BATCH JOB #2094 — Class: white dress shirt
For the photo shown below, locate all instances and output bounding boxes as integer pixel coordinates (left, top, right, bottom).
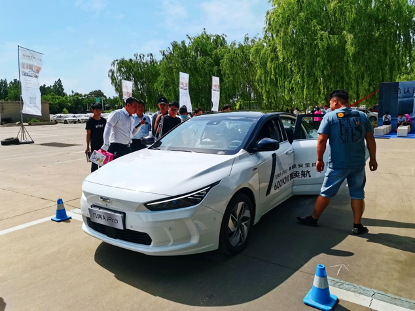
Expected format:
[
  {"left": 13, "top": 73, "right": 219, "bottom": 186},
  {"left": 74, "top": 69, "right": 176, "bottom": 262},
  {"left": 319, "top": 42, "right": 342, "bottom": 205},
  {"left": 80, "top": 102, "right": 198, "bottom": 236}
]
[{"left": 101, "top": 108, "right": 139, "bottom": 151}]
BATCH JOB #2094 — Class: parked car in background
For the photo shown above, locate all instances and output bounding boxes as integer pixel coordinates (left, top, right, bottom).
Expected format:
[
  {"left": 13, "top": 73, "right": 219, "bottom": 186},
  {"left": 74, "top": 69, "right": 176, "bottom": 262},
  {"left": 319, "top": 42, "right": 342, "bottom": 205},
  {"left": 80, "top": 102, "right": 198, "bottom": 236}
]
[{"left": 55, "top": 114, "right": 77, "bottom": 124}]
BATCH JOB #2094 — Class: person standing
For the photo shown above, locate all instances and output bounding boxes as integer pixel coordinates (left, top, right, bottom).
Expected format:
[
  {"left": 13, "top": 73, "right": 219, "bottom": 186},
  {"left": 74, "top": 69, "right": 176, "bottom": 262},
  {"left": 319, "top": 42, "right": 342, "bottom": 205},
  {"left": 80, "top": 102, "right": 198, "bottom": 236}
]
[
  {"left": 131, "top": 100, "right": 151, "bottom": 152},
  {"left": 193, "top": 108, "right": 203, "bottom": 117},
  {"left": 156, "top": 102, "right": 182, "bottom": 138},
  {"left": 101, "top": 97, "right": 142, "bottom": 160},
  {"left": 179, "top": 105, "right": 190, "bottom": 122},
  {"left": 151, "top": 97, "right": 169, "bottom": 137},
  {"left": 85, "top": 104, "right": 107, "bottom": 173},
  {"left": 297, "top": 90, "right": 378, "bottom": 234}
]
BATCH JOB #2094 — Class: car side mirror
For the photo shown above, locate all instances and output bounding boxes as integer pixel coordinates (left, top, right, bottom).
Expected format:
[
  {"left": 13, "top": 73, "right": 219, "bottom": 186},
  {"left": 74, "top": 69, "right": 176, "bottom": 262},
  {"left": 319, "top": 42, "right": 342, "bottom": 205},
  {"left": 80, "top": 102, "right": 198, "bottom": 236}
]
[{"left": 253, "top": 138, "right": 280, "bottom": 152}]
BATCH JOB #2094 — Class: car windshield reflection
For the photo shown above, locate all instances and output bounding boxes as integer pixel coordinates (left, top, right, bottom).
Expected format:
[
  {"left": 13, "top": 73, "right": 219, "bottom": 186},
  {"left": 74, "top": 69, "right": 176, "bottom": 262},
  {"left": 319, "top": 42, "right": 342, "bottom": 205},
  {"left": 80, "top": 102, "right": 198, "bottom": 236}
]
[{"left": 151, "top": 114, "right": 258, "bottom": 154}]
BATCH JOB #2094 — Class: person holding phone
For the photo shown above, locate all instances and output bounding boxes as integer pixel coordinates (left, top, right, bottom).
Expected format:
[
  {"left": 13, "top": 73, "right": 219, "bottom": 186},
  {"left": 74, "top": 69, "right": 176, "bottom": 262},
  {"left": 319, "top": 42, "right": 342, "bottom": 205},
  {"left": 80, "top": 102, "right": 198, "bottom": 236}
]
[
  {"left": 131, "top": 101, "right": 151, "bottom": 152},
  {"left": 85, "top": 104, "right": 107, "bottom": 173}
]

...

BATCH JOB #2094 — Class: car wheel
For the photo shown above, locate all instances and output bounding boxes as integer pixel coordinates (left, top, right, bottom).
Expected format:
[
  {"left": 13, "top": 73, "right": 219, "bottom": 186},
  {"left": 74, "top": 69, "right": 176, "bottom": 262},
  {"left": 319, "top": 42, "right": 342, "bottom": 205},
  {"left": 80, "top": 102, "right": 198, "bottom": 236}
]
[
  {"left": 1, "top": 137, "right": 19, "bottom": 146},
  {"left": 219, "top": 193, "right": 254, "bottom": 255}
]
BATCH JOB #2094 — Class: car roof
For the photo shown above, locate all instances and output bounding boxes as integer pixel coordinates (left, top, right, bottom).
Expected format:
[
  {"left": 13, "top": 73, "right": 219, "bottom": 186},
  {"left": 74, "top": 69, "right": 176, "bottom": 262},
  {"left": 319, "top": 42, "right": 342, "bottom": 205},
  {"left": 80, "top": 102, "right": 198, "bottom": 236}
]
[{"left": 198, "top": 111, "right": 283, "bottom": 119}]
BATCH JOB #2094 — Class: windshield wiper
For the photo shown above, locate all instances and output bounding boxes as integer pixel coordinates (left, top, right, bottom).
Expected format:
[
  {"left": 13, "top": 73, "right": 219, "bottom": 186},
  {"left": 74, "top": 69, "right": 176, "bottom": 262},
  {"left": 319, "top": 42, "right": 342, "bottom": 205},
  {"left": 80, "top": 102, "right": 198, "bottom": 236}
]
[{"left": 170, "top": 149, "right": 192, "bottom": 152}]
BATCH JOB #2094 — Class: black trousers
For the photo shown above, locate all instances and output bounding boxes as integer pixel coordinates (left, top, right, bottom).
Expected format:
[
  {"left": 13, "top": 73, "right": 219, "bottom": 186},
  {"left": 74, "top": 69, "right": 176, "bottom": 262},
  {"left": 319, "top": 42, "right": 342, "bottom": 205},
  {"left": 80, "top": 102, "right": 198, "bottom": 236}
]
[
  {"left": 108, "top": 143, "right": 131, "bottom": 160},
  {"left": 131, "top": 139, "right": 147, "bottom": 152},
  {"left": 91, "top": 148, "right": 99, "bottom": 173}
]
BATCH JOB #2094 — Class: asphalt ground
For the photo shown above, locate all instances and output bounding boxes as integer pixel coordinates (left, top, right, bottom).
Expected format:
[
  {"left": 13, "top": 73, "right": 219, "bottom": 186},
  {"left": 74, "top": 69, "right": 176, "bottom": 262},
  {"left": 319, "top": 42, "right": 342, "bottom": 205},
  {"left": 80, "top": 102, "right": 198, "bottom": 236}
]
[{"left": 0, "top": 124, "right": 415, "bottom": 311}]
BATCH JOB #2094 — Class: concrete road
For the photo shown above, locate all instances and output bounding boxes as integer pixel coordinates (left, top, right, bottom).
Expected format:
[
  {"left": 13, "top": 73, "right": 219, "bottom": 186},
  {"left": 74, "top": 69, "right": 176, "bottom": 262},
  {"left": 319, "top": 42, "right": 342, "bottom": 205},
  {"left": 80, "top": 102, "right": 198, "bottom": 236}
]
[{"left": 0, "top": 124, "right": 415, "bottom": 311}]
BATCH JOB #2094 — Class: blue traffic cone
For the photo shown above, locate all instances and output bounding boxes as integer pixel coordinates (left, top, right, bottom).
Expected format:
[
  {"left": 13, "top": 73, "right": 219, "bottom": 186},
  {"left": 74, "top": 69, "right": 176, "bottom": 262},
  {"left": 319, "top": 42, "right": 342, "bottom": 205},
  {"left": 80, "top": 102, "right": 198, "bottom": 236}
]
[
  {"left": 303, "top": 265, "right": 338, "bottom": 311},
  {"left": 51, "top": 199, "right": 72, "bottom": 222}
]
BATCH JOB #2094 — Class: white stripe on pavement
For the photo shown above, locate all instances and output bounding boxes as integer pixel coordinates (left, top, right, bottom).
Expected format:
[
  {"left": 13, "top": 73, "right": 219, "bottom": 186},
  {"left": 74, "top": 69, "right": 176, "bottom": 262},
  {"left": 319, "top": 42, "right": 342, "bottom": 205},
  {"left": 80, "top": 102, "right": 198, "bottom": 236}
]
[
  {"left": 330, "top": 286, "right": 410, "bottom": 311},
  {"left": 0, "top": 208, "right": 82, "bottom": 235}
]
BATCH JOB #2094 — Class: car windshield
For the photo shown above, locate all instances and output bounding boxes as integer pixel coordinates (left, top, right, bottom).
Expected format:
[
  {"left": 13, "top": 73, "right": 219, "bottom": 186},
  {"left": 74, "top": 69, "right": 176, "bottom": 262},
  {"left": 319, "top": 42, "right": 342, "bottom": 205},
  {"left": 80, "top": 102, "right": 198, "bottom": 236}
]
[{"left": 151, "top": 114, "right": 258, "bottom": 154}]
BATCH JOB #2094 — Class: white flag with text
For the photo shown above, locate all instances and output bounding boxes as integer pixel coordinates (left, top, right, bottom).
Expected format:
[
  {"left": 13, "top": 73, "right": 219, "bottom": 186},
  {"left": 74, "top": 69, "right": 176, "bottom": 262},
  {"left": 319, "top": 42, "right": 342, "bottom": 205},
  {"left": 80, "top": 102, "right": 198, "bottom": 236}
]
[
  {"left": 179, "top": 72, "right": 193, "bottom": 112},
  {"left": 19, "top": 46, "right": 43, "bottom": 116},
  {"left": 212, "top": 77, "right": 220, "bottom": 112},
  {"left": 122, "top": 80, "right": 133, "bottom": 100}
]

# What the task asks:
How many lines in the material above contain the word "white"? Case counts. Reply with the number only.

# Written response:
3